[Location identification records]
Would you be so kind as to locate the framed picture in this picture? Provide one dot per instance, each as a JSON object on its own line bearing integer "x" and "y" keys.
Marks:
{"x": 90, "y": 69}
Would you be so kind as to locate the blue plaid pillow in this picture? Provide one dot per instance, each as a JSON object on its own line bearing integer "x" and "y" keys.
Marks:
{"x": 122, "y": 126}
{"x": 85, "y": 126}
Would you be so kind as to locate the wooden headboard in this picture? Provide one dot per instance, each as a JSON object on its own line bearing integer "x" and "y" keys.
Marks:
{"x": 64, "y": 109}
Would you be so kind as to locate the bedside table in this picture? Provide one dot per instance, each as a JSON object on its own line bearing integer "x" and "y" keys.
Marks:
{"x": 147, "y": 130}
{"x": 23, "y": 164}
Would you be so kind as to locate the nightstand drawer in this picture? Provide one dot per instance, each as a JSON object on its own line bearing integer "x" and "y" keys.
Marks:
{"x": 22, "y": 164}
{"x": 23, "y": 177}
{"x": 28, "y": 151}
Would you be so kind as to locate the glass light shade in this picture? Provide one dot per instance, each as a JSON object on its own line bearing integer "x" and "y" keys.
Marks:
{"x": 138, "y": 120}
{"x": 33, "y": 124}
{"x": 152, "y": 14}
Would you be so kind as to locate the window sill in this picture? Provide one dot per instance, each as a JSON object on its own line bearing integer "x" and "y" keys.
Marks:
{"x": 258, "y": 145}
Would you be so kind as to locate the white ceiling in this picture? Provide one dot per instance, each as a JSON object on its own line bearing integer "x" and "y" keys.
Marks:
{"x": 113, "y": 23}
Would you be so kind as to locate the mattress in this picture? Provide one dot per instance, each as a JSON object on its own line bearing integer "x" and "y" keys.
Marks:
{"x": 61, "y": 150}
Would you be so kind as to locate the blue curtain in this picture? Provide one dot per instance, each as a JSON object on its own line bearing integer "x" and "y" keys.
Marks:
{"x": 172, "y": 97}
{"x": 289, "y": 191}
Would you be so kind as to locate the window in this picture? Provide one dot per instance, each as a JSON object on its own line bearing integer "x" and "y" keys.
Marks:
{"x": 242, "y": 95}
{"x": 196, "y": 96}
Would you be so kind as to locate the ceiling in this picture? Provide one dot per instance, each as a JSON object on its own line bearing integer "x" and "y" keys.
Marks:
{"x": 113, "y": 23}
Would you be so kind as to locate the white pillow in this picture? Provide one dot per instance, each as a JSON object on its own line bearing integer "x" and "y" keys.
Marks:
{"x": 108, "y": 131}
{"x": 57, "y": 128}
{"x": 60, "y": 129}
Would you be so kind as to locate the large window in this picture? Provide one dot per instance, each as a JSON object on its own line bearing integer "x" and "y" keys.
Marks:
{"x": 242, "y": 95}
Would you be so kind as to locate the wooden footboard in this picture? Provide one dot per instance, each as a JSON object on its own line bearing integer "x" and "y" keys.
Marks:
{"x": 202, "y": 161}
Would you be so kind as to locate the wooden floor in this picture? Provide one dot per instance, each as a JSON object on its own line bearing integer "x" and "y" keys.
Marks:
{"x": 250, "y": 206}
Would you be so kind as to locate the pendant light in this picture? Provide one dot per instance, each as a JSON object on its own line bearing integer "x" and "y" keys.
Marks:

• [Brief]: Starting with the line that contains "Would you be so kind as to locate the wooden footboard" and going on through the end of the records, rewrite every line. Decrease each x and y coordinate by 107 and leave everything else unchanged.

• [Solved problem]:
Would you be so kind as to locate the wooden footboard in this picture? Provide one dot per instance, each as a JSON object on its own line bearing integer "x" and "y" keys.
Marks:
{"x": 95, "y": 54}
Would you be so kind as to locate the wooden floor in this picture? Provide one dot per instance, each as a JSON object on its own line bearing integer "x" and "y" keys.
Marks:
{"x": 143, "y": 99}
Would you be so kind as to locate the pendant light in this picture? Provide one dot per instance, each as a JSON object on its own line bearing integer "x" and "y" keys.
Marks:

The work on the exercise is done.